** Start Data section **

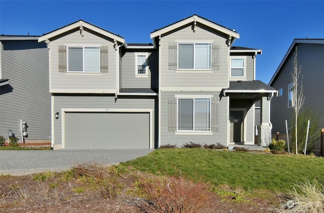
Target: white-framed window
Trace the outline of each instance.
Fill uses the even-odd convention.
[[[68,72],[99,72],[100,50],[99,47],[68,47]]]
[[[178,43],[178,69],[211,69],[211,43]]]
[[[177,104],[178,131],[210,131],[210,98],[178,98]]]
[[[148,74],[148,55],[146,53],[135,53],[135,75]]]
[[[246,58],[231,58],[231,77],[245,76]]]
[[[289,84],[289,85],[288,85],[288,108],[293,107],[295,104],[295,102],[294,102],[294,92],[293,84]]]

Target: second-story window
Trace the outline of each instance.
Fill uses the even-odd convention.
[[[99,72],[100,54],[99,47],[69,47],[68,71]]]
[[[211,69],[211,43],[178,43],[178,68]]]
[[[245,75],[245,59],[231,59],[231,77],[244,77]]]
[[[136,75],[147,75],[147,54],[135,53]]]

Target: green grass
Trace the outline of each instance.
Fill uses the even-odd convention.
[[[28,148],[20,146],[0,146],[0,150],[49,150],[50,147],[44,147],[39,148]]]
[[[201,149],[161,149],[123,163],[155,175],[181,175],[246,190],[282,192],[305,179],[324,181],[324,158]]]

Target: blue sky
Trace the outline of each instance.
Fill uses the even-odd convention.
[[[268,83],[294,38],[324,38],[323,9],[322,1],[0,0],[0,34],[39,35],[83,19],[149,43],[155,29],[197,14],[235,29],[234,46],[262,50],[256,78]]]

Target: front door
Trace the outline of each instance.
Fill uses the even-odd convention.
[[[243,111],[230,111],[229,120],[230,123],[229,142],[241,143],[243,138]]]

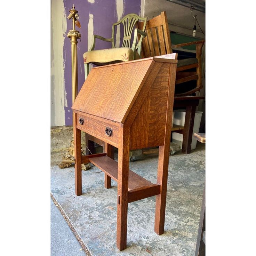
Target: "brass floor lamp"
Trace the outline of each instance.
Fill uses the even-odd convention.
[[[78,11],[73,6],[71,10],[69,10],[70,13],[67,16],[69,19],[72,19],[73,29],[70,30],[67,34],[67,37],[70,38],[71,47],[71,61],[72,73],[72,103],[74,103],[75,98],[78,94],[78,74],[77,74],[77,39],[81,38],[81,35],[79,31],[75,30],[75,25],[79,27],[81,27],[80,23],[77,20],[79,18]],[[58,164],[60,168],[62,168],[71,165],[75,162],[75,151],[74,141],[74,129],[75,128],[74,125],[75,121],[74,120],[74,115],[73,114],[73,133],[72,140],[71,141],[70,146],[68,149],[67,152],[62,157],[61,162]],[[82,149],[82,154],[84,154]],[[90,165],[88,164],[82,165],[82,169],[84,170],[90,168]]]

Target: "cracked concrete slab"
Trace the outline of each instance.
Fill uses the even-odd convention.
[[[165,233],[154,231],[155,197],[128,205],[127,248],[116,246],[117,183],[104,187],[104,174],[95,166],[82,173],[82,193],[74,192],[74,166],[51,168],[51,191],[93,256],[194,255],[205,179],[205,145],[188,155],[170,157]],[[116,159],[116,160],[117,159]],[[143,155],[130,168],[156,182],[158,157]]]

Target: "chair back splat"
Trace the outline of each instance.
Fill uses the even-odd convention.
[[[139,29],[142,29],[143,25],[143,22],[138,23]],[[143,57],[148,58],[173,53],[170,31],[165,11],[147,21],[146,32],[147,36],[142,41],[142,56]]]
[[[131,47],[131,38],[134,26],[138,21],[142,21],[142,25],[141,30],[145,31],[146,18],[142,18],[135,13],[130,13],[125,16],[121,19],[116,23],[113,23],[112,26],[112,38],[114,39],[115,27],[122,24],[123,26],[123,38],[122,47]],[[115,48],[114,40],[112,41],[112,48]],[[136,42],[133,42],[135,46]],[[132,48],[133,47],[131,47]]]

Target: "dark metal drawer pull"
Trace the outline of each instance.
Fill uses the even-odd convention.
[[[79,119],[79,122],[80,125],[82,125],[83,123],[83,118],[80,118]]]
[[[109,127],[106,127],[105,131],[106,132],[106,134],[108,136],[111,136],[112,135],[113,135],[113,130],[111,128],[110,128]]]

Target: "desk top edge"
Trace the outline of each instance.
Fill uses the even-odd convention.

** End Data section **

=== What is asked ===
Turn everything from the start of the data down to the line that contains "[[[246,58],[231,58],[231,77],[245,76]]]", both ends included, into a numbered list with blank lines dropped. Leave the pictures out of your answer.

=== The response ===
1. Target: white-framed window
2. Trace the outline of each instance.
3. Fill uses the even-odd convention.
4. [[[68,72],[99,72],[100,50],[99,47],[68,47]]]
5. [[[178,43],[178,69],[211,69],[211,43]]]
6. [[[177,104],[178,131],[210,131],[210,98],[178,98]]]
7. [[[148,74],[148,55],[146,53],[135,53],[135,75]]]
8. [[[246,58],[231,58],[231,77],[245,76]]]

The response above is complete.